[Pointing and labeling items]
<<<<

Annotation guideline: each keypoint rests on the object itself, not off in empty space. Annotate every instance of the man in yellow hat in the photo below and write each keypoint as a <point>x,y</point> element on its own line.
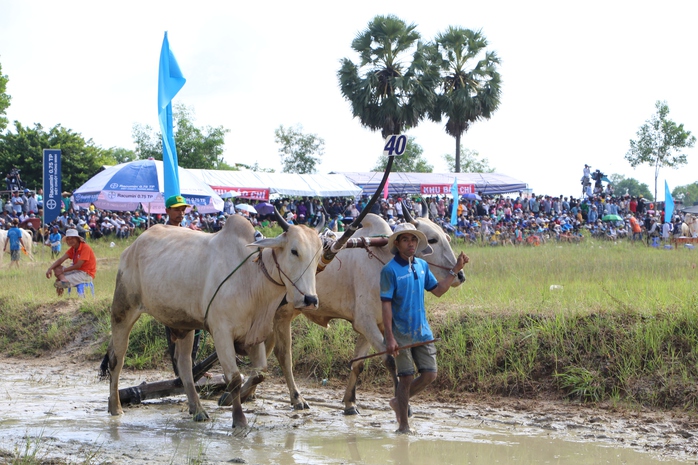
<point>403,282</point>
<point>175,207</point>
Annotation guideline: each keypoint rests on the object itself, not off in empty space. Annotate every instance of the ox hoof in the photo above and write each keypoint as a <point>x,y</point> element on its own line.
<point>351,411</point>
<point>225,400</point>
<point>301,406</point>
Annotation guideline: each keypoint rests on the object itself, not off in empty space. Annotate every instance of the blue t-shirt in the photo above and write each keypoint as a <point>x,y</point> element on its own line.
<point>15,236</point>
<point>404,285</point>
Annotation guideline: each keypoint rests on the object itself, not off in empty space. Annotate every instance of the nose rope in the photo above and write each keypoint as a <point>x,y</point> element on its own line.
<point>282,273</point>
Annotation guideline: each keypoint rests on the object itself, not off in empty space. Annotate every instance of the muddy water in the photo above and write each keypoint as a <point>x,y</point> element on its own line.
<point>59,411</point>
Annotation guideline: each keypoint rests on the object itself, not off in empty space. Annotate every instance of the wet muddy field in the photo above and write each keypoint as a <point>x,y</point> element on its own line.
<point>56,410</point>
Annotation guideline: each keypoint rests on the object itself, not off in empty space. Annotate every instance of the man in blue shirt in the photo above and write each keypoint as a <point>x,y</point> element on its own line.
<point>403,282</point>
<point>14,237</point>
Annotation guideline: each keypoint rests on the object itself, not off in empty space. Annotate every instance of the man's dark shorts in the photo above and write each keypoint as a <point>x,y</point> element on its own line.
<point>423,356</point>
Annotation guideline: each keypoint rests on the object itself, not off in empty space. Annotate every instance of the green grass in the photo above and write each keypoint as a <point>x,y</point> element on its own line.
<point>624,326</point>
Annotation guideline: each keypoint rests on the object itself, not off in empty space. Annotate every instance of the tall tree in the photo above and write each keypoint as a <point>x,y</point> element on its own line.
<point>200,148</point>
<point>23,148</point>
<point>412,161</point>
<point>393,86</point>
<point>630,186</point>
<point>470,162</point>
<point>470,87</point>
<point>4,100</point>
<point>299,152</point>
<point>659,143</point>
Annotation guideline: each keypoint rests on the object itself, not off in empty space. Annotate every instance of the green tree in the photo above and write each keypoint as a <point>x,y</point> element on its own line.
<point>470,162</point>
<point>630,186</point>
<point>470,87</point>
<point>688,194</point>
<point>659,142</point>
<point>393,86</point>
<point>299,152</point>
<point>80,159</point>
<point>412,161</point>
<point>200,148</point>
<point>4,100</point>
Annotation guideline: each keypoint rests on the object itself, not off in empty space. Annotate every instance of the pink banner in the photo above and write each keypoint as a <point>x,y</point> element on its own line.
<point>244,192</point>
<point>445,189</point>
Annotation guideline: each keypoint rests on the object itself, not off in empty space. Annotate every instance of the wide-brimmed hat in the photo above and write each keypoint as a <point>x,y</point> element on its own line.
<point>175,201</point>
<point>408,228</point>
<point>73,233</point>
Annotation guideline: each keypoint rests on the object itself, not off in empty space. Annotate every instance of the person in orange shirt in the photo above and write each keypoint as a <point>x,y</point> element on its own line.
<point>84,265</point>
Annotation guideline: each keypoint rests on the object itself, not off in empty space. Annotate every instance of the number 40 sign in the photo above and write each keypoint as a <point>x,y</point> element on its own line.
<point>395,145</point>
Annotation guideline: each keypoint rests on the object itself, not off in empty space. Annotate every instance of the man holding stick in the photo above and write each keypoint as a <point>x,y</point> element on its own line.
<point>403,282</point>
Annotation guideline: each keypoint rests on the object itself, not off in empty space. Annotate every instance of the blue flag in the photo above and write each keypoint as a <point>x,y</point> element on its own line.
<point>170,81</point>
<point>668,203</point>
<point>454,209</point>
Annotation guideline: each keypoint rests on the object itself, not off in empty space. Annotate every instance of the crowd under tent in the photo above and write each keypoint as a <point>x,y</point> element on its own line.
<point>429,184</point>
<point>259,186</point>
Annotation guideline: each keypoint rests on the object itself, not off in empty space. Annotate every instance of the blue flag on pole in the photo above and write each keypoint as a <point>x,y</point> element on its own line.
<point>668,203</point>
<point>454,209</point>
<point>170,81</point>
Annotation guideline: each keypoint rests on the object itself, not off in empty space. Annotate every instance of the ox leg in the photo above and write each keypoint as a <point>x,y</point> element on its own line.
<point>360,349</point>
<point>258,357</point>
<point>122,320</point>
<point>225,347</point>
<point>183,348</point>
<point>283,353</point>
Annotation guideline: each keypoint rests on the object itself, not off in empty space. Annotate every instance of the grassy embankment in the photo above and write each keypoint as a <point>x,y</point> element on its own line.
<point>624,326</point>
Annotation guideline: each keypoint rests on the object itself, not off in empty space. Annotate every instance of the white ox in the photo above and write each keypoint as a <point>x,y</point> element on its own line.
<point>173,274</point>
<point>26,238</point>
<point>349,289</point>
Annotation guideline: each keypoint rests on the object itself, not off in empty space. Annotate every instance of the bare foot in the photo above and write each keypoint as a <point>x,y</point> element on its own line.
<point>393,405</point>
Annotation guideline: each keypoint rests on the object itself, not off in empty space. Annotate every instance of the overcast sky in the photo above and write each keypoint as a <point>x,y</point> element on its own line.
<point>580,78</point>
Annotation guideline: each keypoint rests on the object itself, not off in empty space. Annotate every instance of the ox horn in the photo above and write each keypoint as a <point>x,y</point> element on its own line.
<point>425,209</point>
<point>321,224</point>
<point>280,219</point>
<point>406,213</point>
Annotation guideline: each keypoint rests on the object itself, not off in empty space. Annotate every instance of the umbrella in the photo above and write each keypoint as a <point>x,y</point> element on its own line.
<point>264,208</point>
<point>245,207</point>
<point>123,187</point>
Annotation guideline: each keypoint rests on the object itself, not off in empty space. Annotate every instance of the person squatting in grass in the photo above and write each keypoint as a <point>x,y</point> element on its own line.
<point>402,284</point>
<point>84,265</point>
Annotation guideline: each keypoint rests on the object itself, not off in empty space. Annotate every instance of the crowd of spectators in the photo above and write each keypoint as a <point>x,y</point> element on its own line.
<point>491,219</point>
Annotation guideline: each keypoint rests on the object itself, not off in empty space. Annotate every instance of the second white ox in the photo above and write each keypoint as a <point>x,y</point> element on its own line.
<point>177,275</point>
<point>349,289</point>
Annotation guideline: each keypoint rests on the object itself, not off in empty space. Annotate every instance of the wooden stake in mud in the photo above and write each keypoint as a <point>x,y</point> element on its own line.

>>>>
<<<<

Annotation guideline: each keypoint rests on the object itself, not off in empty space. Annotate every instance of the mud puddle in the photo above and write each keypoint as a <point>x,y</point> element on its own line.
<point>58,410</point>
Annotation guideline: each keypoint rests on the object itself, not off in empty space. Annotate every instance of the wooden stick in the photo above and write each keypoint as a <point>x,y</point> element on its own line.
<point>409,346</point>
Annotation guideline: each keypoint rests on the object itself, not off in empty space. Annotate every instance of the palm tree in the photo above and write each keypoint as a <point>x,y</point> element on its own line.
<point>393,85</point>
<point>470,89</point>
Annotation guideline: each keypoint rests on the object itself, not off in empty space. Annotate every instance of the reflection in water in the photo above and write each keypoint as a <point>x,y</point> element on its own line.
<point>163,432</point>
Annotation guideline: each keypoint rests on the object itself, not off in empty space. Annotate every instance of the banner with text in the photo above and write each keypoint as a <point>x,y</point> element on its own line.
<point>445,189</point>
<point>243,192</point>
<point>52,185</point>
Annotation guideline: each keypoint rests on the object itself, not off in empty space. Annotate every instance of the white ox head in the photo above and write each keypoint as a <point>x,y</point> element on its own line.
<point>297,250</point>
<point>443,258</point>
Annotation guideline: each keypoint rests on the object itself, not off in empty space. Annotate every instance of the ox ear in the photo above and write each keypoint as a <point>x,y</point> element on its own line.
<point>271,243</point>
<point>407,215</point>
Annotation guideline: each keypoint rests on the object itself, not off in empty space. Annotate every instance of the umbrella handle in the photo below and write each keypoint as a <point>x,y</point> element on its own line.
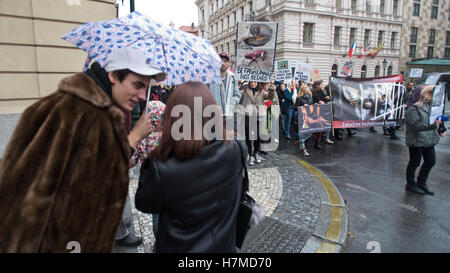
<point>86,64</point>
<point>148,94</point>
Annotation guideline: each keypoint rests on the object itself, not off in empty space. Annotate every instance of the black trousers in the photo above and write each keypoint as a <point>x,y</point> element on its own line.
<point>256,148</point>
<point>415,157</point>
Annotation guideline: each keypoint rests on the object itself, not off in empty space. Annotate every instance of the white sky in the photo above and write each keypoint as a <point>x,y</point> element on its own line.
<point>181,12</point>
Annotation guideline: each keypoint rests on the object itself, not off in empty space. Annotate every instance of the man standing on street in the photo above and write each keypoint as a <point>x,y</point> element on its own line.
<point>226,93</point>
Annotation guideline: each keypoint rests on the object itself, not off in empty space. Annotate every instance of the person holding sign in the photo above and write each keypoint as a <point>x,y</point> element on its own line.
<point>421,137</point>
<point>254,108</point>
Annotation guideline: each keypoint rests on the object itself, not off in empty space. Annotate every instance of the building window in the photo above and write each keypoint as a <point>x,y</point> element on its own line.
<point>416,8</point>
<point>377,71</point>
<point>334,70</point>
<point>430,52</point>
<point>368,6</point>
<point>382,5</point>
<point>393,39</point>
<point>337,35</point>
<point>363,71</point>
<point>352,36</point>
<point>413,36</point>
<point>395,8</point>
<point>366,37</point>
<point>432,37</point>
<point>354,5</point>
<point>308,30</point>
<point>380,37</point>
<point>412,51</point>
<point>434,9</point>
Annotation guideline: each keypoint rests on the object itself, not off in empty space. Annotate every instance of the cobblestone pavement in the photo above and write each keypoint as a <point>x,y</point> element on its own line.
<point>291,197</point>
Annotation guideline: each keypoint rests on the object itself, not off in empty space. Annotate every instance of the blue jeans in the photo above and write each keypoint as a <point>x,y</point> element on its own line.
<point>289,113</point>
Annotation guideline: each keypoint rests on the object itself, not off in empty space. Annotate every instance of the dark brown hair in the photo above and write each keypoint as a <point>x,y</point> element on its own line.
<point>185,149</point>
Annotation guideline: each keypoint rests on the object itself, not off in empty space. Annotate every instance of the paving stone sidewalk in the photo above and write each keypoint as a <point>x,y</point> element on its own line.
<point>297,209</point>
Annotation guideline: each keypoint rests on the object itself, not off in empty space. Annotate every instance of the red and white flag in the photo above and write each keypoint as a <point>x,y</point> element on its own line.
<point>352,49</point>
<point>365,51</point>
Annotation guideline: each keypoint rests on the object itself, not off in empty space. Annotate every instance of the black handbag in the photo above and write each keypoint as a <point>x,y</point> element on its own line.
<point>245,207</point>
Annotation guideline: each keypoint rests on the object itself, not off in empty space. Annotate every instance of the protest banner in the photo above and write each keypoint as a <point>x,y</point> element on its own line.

>>>>

→ **Exercise requirements**
Start at the line that has "the wet muddy" and stop after the line that has "<point>56,410</point>". Rewrite those lines with "wet muddy field" changed to "flooded field", leaving everything else unchanged.

→ **Exercise solution**
Annotation guideline: each keypoint rests on the object itself, not off in empty space. Annotate every instance of the flooded field in the photo above and write each keypoint as a <point>x,y</point> element on its own line.
<point>56,410</point>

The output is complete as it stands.